• **Task prompt**: Rewrite every item below, changing "a dot per instance" to "one point per instance" and keeping all else the same. Leave the pictures out.

• **Information given**:
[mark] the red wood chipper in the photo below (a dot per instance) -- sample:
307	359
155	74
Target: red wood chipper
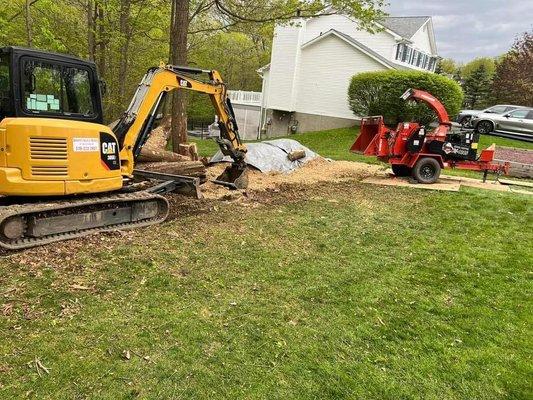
414	151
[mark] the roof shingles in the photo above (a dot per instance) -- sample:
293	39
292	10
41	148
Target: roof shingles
406	27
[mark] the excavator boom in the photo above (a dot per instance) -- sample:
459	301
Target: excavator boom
134	127
63	174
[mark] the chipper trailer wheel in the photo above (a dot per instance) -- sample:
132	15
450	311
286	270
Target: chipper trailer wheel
426	170
400	170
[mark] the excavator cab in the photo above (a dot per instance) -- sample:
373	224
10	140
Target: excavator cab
40	84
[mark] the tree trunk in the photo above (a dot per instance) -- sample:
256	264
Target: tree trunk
179	26
125	32
27	14
91	29
102	42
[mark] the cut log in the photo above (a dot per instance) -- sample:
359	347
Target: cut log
155	147
188	168
153	155
296	155
189	150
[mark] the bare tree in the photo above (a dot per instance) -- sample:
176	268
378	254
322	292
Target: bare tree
179	27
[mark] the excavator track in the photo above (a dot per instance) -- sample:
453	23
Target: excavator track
29	225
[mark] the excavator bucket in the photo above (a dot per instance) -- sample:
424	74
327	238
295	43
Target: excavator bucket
234	177
366	142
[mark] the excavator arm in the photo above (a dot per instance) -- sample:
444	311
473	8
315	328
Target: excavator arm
134	128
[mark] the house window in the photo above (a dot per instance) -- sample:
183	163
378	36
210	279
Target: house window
414	57
400	49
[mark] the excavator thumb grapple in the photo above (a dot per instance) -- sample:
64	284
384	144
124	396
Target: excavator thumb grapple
235	176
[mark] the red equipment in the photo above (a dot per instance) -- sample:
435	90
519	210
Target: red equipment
411	150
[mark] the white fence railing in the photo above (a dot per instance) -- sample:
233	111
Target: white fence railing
243	97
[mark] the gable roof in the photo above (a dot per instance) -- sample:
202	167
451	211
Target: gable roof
358	45
406	27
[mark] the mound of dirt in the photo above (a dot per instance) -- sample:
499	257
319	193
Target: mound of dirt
315	171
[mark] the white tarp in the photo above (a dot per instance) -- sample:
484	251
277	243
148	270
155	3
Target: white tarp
271	155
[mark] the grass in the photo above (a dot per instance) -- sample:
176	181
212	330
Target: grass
333	291
345	292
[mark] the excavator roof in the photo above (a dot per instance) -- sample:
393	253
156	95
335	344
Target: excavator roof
21	51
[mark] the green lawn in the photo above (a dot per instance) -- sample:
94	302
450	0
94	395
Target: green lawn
335	291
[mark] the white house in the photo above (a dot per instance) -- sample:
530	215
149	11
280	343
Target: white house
306	83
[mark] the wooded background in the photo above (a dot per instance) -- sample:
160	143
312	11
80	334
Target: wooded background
126	37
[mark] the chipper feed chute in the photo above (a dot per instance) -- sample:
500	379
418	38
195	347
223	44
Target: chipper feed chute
367	142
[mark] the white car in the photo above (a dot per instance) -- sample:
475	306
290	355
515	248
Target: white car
465	116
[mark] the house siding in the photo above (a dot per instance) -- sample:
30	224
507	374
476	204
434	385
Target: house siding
283	73
323	88
381	42
421	40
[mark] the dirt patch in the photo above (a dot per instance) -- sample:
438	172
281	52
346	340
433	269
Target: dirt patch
313	172
315	178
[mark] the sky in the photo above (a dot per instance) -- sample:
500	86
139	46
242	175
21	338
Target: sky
465	30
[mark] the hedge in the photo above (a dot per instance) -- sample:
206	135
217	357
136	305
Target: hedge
378	93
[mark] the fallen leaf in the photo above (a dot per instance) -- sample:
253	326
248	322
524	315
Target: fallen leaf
79	287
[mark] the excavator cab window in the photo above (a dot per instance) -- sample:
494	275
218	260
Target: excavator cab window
53	88
5	87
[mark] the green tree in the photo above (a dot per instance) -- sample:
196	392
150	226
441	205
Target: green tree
379	93
513	82
226	14
446	66
477	88
488	63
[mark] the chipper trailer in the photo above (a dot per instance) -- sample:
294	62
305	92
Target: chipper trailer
412	150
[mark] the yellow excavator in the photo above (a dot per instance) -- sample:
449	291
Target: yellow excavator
63	173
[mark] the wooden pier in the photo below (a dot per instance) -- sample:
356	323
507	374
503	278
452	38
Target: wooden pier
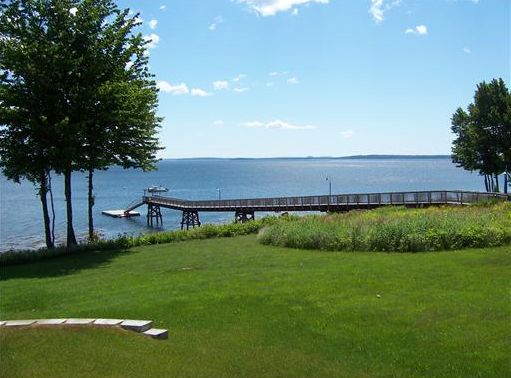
245	209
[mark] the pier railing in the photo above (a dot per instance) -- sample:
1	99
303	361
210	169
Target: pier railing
327	202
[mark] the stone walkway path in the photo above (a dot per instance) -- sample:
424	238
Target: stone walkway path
141	326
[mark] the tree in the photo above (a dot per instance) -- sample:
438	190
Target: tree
63	64
483	134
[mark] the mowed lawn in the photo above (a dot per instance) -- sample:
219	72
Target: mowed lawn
234	307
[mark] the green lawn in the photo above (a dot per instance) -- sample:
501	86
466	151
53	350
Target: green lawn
234	307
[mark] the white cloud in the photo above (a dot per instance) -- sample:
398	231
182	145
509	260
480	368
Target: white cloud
239	78
179	89
277	124
272	7
200	92
419	30
153	40
153	24
379	7
347	134
376	10
218	20
277	73
220	85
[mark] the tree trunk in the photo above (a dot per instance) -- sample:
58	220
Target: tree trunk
71	238
43	190
91	205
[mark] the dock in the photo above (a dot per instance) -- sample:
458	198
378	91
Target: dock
244	209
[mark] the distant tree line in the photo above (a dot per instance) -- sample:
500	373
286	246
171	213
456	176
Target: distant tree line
483	135
76	95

• **Solution for this exercise**:
[mark] the red wood chipper in the photo below (one point per instance) -- sample:
307	359
155	74
Target: red wood chipper
414	151
[mark] the roof shingles in the photo above (one point per instance) -- sample:
293	39
292	10
41	148
Target: roof shingles
406	27
[mark] the excavator boom in the photo above (one point per instance) -- sample:
459	301
Target: excavator boom
134	127
63	174
[mark] the chipper trailer wheel in the photo above (one point per instance) -- sample:
132	15
450	311
286	270
Target: chipper trailer wheel
426	170
400	170
[mark] the excavator cab in the photo above (one point per instance) -- sample:
373	224
10	140
Target: excavator cab
40	84
[mark] the tree trunk in the photo above (one point per instance) -- sample:
256	264
Target: tree trunk
179	26
125	32
27	14
91	29
102	42
[mark] the cut log in the photo above (one point per instance) -- sample:
359	347
Target: cut log
155	147
188	168
153	155
296	155
189	150
[mark] the bare tree in the photo above (one point per instance) -- sample:
176	268
378	254
322	292
Target: bare tree
179	27
[mark] the excavator track in the photo above (one point per instance) -- sample:
453	23
Target: excavator track
29	225
[mark] the excavator bucket in the photo above (one point per instance) -- sample:
424	74
327	238
295	43
Target: excavator bucket
234	177
366	142
[mark] the excavator arm in the photo above (one point per instance) -- sample:
444	311
473	8
315	328
Target: excavator arm
134	128
[mark] the house window in the photo above (one point per instance) -- sample:
183	163
378	36
210	279
Target: house window
414	57
400	49
[mark] the excavator thumb grapple in the photo above (one point per instance) -- sample:
64	284
384	144
124	396
Target: excavator thumb grapple
235	176
[mark] the red equipment in the photo above (one point per instance) -- sample:
435	90
519	210
Target: red equipment
411	150
[mark] the white fence railing in the photo above (one point per instance) -- sample:
233	111
Target: white fence railing
243	97
[mark] the gable roof in the photo above (one point per instance) -- sample:
202	167
451	211
Target: gable roof
358	45
406	27
[mark] the mound of dirt in the photo above (one point per instance) -- sample:
499	257
319	193
Target: mound of dirt
315	171
[mark] the white tarp in the photo above (one point per instance) -- sample:
484	251
277	243
148	270
155	3
Target: white tarp
271	155
[mark] the grass in the photo above (one point per instance) -- sample:
176	181
212	330
Target: grass
333	291
345	292
[mark] the excavator roof in the photo above (one point per instance) -- sample:
393	253
156	95
335	344
Target: excavator roof
21	51
[mark] the green lawn in the photo above (one point per instance) -- sample:
94	302
450	0
94	395
Target: green lawn
335	291
[mark] the white house in the photo above (one point per instance) -- sample:
530	215
149	11
280	343
Target: white house
306	83
[mark] the wooded background in the photo above (one point per instance) -- sample:
160	143
312	11
80	334
Target: wooded background
126	37
[mark] the chipper feed chute in the photo above (one point per instance) -- sample:
500	379
418	38
195	347
223	44
Target: chipper feed chute
367	142
[mark] the white car in the photo above (one point per instance) -- sample:
475	306
290	355
515	248
Target: white car
465	116
[mark] the house siding in the photo above (one point per instance) -- sample:
30	224
507	374
476	204
434	385
Target: house siding
283	73
323	88
381	42
421	40
[mark] the dirt patch in the photo above (one point per instance) -- sample:
438	172
281	52
346	340
433	269
Target: dirt patch
313	172
315	178
[mark] the sky in the photo above (one point per instance) -- sample:
500	86
139	46
242	175
21	338
Target: sky
465	30
[mark] the hedge in the photo above (one point per instance) -- sample:
206	135
217	357
136	305
Target: hedge
378	93
[mark] the fallen leaf in the photo above (one point per instance) -- sample:
253	326
248	322
524	315
Target: fallen leaf
79	287
[mark] the excavator cab window in the photo above (one point per instance) -- sample:
494	275
218	260
Target: excavator cab window
53	88
5	87
[mark] the green tree in the photo above (one point per instance) -- sample:
196	392
150	226
441	205
Target: green tree
379	93
513	82
226	14
446	66
477	88
488	63
[mark] the chipper trailer in the photo above (one point per instance) -- sample:
294	62
305	92
Target: chipper trailer
412	150
[mark] the yellow excavator in the photo above (one point per instance) -- sample:
449	291
Target: yellow excavator
63	173
[mark] the wooden pier in the photo below (one point per instance) -- sample:
356	323
507	374
503	278
452	38
Target: wooden pier
245	209
[mark] the pier railing in the photo above (one point per instance) -- sample:
1	99
303	361
210	169
Target: pier railing
327	202
[mark] the stone walkway path in the photo above (one point per instance) -- sample:
424	238
Target: stone walkway path
141	326
[mark] the tree in the photo above (one point per instance) -- sample:
438	190
Target: tree
63	64
483	134
[mark] the mowed lawn in the photo above (one point per instance) -- sample:
219	72
Target: mowed lawn
234	307
[mark] the green lawn in the photo above (one point per instance) -- sample:
501	86
466	151
53	350
Target: green lawn
234	307
[mark] the white cloud in the photo above (one point per instance) -- sample:
398	231
182	145
509	260
480	368
Target: white cloud
239	78
179	89
277	124
272	7
200	92
419	30
153	40
153	24
379	7
347	134
376	10
218	20
277	73
220	85
[mark] the tree trunk in the photo above (one point per instance) -- sample:
58	220
Target: tree trunk
71	238
43	190
91	205
[mark] the dock in the photo above (one point per instance) -- sample:
458	198
378	91
Target: dock
244	209
[mark] the distant tree line in the photo above (one point per instance) -- sample:
500	373
286	246
171	213
456	176
Target: distant tree line
483	135
76	95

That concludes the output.